◆ **WHAT THE EXERCISE ASKS**
Extract every line from the records below that contains the string "chair", treating uppercase and lowercase letters as distinct.

◆ **RECORDS FOR THIS EXERCISE**
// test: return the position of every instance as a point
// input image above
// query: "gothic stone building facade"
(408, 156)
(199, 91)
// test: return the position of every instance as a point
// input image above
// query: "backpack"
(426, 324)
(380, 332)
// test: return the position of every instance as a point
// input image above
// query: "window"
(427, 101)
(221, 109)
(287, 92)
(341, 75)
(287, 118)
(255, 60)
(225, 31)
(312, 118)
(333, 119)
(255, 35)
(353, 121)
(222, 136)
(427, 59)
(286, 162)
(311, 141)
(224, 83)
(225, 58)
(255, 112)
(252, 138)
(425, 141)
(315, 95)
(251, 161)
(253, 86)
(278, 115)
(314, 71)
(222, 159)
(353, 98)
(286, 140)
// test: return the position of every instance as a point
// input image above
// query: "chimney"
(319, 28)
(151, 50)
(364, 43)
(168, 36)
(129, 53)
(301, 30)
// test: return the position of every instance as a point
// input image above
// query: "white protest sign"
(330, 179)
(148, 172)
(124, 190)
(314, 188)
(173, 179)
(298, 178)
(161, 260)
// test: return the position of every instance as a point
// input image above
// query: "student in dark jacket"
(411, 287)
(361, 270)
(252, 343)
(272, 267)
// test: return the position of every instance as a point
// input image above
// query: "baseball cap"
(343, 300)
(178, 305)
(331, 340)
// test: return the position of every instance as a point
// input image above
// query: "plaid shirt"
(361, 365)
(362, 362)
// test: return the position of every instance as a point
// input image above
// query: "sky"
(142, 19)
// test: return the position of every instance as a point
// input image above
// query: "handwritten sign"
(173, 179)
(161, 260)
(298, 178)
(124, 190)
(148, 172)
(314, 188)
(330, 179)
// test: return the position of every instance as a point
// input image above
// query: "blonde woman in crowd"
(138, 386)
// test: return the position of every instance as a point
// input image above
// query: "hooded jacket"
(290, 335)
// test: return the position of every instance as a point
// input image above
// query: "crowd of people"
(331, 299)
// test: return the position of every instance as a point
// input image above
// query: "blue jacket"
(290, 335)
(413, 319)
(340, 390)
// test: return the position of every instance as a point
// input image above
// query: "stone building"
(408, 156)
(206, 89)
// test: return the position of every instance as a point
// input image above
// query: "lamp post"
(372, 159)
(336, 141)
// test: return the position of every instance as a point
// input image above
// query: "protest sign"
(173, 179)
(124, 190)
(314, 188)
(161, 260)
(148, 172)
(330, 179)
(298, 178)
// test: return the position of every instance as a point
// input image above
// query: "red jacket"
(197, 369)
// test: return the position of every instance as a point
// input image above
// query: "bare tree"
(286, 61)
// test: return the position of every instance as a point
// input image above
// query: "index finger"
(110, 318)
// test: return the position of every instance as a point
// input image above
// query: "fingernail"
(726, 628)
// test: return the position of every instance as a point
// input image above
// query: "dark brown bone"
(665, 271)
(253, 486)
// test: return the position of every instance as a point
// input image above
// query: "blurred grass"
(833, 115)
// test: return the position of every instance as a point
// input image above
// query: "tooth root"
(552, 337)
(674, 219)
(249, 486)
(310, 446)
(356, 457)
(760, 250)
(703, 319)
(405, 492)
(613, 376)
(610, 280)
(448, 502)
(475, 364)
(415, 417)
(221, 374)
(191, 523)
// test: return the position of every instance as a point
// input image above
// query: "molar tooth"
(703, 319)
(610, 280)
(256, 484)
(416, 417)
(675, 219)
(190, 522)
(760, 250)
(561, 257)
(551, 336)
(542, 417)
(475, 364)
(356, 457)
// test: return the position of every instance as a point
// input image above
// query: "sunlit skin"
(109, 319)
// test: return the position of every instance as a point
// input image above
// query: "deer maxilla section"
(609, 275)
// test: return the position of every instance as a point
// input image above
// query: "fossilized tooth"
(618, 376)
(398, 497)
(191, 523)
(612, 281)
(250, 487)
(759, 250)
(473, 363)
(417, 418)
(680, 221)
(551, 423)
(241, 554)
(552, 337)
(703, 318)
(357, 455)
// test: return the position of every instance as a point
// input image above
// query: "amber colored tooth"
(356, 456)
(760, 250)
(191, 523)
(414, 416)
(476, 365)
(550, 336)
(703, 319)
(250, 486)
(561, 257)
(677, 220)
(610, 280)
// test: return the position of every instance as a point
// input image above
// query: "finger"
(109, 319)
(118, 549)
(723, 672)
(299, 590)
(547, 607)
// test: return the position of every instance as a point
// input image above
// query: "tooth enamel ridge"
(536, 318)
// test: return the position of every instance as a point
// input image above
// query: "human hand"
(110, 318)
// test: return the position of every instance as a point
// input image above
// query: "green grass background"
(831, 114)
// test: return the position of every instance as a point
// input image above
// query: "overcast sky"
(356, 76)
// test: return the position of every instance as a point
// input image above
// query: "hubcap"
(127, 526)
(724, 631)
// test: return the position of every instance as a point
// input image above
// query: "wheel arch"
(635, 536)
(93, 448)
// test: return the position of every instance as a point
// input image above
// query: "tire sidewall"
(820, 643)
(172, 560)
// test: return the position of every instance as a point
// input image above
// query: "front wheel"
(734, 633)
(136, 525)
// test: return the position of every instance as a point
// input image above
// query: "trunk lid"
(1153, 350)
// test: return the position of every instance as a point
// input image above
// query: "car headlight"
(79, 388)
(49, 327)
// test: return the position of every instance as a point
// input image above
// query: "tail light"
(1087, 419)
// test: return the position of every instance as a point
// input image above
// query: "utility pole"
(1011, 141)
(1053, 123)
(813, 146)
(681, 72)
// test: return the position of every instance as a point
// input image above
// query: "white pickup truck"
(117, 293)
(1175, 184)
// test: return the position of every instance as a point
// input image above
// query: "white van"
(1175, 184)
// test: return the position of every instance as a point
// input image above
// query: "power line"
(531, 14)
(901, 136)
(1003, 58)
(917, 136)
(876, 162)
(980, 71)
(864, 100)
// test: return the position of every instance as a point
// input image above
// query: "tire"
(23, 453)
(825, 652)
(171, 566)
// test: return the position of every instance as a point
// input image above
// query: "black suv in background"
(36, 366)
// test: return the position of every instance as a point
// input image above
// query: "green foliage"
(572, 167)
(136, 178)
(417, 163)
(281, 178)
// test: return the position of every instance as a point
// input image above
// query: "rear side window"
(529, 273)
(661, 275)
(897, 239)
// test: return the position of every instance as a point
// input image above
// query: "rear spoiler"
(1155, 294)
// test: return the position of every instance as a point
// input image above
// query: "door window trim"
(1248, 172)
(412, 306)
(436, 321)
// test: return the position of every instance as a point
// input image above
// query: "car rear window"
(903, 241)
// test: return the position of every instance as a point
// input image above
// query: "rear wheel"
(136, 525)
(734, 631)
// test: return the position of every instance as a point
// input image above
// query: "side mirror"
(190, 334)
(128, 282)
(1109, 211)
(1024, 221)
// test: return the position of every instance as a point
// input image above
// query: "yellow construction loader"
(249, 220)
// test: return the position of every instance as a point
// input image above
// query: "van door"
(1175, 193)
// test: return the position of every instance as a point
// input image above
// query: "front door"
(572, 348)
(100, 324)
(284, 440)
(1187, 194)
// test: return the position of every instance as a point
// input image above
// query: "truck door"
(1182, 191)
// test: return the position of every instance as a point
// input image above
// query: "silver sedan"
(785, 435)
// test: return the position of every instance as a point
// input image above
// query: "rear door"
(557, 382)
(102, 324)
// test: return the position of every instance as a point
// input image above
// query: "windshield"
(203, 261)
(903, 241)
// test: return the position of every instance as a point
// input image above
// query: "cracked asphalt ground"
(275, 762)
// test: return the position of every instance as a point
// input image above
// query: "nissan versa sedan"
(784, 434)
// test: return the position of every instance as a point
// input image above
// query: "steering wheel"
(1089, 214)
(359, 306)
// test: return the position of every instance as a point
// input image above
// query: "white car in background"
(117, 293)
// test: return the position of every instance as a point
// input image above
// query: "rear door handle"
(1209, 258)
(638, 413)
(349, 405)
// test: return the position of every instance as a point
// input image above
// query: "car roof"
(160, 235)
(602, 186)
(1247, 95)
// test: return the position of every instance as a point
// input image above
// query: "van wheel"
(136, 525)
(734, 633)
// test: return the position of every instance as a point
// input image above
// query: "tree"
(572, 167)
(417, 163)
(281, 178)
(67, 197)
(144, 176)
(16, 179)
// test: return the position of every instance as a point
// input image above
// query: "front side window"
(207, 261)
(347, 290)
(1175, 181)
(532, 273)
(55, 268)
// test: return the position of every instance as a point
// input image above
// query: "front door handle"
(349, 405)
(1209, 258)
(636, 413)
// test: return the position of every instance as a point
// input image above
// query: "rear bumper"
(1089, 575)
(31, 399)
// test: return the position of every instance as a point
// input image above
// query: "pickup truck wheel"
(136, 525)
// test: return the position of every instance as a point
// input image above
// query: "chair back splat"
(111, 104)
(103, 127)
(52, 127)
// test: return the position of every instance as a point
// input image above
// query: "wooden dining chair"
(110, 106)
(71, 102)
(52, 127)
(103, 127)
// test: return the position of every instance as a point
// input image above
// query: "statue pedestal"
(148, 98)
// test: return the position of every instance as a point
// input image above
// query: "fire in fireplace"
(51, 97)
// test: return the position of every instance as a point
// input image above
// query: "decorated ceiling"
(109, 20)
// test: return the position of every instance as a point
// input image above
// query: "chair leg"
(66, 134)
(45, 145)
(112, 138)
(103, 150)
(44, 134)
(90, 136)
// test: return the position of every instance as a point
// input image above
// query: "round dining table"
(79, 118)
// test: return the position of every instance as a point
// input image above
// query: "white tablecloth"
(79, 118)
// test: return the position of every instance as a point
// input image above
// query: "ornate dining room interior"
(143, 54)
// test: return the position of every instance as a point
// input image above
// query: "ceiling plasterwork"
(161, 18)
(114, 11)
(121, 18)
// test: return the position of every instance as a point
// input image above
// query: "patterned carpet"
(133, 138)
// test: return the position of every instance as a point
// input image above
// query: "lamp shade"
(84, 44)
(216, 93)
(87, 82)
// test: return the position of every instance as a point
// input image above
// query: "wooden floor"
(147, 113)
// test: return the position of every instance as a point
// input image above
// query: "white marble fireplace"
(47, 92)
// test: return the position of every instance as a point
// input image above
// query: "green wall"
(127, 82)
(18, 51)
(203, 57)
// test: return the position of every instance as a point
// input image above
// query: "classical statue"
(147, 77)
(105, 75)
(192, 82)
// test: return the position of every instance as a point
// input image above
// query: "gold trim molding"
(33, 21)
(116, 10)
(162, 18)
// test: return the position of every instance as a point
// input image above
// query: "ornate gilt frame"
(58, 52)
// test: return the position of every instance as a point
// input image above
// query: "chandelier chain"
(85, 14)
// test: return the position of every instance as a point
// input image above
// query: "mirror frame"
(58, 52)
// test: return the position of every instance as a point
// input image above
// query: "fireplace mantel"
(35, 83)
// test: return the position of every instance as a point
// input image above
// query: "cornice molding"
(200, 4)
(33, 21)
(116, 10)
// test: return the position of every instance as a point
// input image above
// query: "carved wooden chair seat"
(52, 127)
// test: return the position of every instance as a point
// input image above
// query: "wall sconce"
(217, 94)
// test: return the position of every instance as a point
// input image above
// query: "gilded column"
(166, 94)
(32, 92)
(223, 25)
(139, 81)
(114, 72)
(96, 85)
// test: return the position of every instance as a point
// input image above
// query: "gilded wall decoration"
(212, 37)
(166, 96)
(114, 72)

◆ **COMPLETE RESPONSE**
// query: "chair back splat"
// query: "wooden dining chair"
// query: "chair leg"
// query: "carved wooden chair seat"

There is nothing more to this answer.